Excerpt to read:
· · · · · · ·

Theorem: Key Properties

Trace: \(\sum \lambda_i = \text{tr}(\bA)\).
Determinant: \(\prod \lambda_i = \det(\bA)\).
Singularity: \(0 \in \sigma(\bA) \iff \bA\) is singular.
Inversion: If \(\bA\) is invertible, eigenvalues of \(\bA^{-1}\) are \(1/\lambda_i\).

17.2 Symmetric and Hermitian Matrices

Symmetric and Hermitian matrices possess special spectral properties that simplify analysis and computation.

The symmetric case is the cleanest eigenvalue theory. Orthogonal eigenvectors mean that diagonalization is also a numerically safe change of basis: \(\bQ^{-1}=\bQ^T\), so the transformation does not amplify Euclidean errors.

Theorem: Spectral Theorem (Real Symmetric)

If \(\bA = \bA^T\):

All eigenvalues \(\lambda_i\) are real.
Eigenvectors for distinct \(\lambda\) are orthogonal.
\(\bA\) is orthogonally diagonalizable: \(\bA = \bQ\bD\bQ^T\).

Definition: Hermitian Matrix

\(\bA = \bA^*\) (conjugate transpose). The complex analog of symmetric matrices.

Spectral Theorem (Hermitian): Unitarily diagonalizable (\(\bA = \bQ\bD\bQ^*\)) with real eigenvalues.

Exercise

Prove eigenvalues of \(\bA^2\) are \(\lambda_i^2\).
Diagonalize \(\bA = \begin{pmatrix}4&1\\1&4\end{pmatrix}\) by finding an orthonormal eigenbasis.

17.3 Iterative Algorithms

In practice, we compute eigenvalues via iteration, not by finding roots of the characteristic polynomial.

Most large eigenvalue computations do not compute the full spectrum. They target a few eigenvalues: the largest, smallest, or those closest to a shift. Matrix-vector products and linear solves are the basic primitives.

Definition: Power Iteration

Repeatedly apply \(\bA\) to a unit vector: \(\bv^{(k)} = \frac{\bA\bv^{(k-1)}}{\|\bA\bv^{(k-1)}\|}\).

Convergence: \(\bv^{(k)} \to\) dominant eigenvector (for \(|\lambda_1| > |\lambda_2|\)).
Rate: \(O(|\lambda_2/\lambda_1|^k)\).

Remark

(Power iteration failure modes) Power iteration can fail or converge slowly if \(|\lambda_1|\approx|\lambda_2|\), if the starting vector has tiny component in the dominant eigenvector direction, or if the dominant eigenvalue is not unique in magnitude.

· · · · · · ·

Rows:
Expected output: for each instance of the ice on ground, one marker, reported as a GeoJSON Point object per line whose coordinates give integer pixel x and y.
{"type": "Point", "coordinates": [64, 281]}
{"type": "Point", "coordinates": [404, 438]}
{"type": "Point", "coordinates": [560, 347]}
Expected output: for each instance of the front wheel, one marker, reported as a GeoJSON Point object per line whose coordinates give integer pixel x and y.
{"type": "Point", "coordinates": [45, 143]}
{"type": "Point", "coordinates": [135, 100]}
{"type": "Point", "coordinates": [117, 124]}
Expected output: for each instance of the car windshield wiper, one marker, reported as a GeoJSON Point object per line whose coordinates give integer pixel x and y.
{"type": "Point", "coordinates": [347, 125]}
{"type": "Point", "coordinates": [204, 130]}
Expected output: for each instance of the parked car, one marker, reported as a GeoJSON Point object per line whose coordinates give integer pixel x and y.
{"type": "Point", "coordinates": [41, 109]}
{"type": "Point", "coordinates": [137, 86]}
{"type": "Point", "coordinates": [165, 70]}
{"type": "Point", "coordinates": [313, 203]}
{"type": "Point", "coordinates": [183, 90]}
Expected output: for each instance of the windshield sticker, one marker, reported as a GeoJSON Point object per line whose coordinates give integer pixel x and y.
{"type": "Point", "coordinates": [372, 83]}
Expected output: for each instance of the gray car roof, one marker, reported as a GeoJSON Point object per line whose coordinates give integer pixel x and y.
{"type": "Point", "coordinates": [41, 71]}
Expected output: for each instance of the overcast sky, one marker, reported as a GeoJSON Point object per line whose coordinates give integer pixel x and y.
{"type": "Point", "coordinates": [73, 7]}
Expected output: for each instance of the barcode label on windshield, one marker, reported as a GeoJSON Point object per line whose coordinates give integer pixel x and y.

· · · · · · ·

Please answer these questions using the eigenvalue notes:
1. According to the key properties theorem, what does the product of the eigenvalues equal?
2. A Hermitian matrix is called the complex analog of what kind of matrix?
3. What convergence rate is given for power iteration?

Written solution:
1. The determinant of A.
2. Symmetric matrices.
3. O(|λ₂/λ₁|^k).